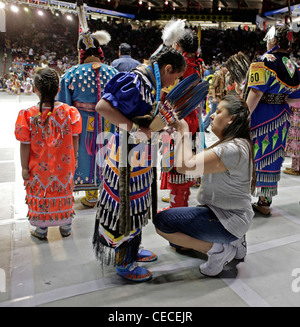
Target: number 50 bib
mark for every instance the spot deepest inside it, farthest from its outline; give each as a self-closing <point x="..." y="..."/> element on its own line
<point x="257" y="74"/>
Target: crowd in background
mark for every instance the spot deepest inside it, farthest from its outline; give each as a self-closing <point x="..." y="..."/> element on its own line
<point x="53" y="42"/>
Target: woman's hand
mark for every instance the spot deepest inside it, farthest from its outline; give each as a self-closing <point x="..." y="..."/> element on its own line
<point x="181" y="126"/>
<point x="25" y="174"/>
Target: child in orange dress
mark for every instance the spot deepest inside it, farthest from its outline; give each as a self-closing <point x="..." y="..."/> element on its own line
<point x="49" y="134"/>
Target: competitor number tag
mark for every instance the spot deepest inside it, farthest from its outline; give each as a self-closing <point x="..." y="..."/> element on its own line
<point x="257" y="74"/>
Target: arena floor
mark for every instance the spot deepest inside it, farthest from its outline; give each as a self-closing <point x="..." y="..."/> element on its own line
<point x="64" y="272"/>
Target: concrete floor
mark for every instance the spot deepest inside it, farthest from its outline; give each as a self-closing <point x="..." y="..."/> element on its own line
<point x="64" y="272"/>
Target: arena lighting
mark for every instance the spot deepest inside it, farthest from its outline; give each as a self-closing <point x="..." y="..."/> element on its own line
<point x="14" y="8"/>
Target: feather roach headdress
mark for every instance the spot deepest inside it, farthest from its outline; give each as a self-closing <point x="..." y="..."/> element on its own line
<point x="171" y="33"/>
<point x="238" y="66"/>
<point x="89" y="43"/>
<point x="181" y="101"/>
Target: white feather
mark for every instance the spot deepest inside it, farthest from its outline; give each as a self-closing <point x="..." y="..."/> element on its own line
<point x="173" y="31"/>
<point x="81" y="10"/>
<point x="102" y="36"/>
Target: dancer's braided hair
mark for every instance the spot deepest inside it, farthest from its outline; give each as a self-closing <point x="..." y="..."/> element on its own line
<point x="46" y="80"/>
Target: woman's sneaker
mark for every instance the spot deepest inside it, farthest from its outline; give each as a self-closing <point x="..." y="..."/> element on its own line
<point x="146" y="256"/>
<point x="218" y="260"/>
<point x="134" y="272"/>
<point x="39" y="232"/>
<point x="65" y="230"/>
<point x="241" y="248"/>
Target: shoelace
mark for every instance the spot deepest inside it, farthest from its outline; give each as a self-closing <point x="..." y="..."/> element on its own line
<point x="133" y="266"/>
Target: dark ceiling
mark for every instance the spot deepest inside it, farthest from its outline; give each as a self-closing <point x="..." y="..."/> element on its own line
<point x="232" y="10"/>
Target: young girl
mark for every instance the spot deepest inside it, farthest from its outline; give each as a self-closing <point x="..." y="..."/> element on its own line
<point x="219" y="225"/>
<point x="49" y="134"/>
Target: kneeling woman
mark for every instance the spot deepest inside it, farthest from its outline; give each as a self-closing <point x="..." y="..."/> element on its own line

- - - - -

Print exactly the lines from the one with "Target: woman's sneaker" through the end of the data, inclusive.

Target: woman's sneaker
mark for every instance the spot deepest inside it, farthest from its outline; give each as a self-closing <point x="..." y="..."/> element on its own line
<point x="146" y="256"/>
<point x="218" y="260"/>
<point x="134" y="272"/>
<point x="39" y="232"/>
<point x="65" y="230"/>
<point x="241" y="248"/>
Target: shoelace
mark for every instance the spot deepest inside it, farthest from its outline; give each as a self-closing <point x="..." y="..."/> element on its own line
<point x="133" y="266"/>
Target: dark ceiling
mark for every instance the spot deepest inside it, farthest from its outline; give each as a self-closing <point x="..." y="..."/> element on its own line
<point x="232" y="10"/>
Target: young girl
mark for every instance the spot deepest inside it, farthest from its outline; give each as a self-closing <point x="..." y="..."/> element on its own line
<point x="219" y="225"/>
<point x="49" y="134"/>
Target: kneeling woman
mark for every instance the spot deepest inside it, farthest from its outline; give each as a self-closing <point x="..." y="..."/> element on its own line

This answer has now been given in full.